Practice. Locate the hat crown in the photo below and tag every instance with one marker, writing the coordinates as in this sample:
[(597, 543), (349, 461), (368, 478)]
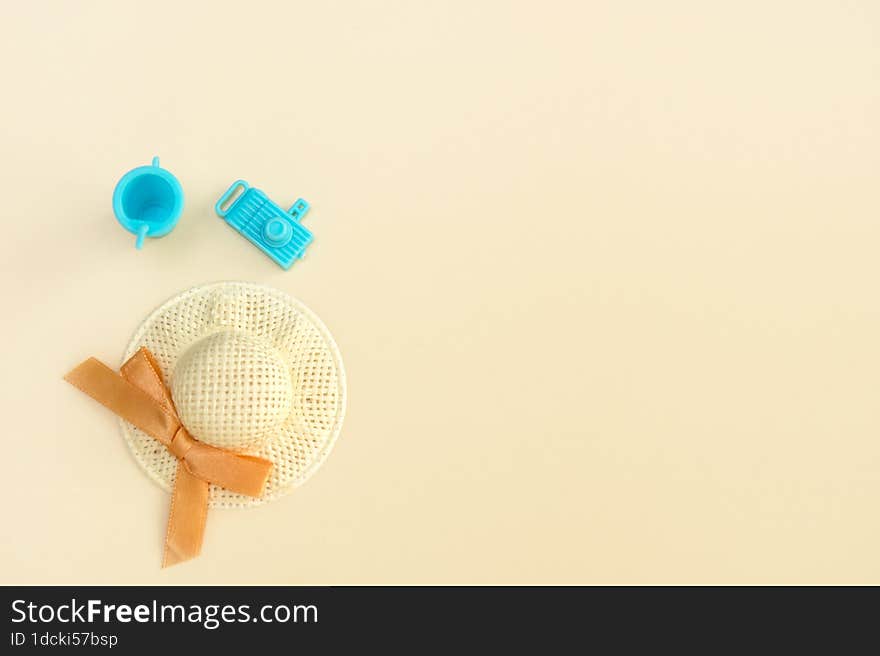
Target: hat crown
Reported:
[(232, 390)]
⁂
Rewrite the rows above, replacing "hat crown" with "hat brim" and changing nothing else. Omit the pictures from your answer.

Practice. Locate the hat brim in the photo below and tag every instance with one marker, writing the coordinates as in this sample:
[(597, 543), (349, 461), (368, 478)]
Target: hat brim
Reported:
[(232, 390)]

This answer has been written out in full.